+++ Stored data +++
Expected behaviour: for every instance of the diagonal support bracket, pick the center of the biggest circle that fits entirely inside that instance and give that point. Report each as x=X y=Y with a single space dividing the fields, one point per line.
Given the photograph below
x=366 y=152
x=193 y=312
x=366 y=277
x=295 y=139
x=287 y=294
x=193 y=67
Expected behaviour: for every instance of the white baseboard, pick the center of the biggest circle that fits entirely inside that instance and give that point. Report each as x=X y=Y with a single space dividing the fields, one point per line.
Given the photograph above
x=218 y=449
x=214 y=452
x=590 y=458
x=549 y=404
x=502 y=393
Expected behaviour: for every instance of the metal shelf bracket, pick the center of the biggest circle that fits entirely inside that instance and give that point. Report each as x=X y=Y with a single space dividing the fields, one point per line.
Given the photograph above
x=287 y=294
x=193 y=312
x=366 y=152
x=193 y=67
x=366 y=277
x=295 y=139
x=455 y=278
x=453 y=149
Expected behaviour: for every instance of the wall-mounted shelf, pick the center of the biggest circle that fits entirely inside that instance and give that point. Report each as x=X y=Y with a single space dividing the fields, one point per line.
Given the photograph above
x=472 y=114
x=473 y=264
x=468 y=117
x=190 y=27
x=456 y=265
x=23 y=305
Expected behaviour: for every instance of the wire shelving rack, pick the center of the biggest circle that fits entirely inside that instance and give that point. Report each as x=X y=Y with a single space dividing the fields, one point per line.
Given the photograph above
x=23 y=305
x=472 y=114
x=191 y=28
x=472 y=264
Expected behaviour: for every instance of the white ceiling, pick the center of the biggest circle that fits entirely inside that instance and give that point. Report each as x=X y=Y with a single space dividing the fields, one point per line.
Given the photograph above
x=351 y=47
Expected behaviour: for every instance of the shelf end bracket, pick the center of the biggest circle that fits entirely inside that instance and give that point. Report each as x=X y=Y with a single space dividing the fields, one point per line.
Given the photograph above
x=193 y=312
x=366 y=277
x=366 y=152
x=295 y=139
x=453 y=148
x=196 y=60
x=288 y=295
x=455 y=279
+++
+++ Stored data +++
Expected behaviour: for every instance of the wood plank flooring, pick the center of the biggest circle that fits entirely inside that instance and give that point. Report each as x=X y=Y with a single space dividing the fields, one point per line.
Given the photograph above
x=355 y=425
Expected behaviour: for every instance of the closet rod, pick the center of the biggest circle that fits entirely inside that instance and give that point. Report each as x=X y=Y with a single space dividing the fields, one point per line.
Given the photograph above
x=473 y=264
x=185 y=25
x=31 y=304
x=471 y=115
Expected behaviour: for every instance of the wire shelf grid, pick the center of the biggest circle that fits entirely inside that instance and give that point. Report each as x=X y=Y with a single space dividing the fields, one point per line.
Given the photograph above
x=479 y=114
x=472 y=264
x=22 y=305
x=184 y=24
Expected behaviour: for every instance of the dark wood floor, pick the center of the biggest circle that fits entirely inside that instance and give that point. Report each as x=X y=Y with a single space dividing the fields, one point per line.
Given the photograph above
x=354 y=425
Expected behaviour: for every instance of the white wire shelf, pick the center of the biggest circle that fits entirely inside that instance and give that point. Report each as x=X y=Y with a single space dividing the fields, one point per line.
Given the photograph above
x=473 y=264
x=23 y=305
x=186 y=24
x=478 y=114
+++
Rewrite everything from the line containing "Expected behaviour: for every instance of the closet" down to the line containing "x=354 y=425", keeping every line, and add -119 to each x and y coordinate in the answers.

Expected behaviour: for every instance of the closet rod, pick the center of the biggest circle that fits entirely inside that instance and give that point. Report each as x=X y=Y with a single space dividing the fields, one point per line.
Given the photograph above
x=354 y=145
x=66 y=-94
x=-88 y=185
x=352 y=-4
Expected behaviour: for every instance of the wire shelf grid, pick the center of the biggest circle that fits entirely inside that instance and give that point. Report each as x=X y=Y with a single space dividing the fields, one point per line.
Given the photograph above
x=360 y=-5
x=353 y=145
x=-97 y=186
x=65 y=-95
Expected behaviour: for every instance of the dark wood floor, pick the center of the biggest circle that fits entirely inside that instance and give that point. Report each as x=X y=Y with a single space dividing the fields, one point per line.
Given the photograph above
x=235 y=306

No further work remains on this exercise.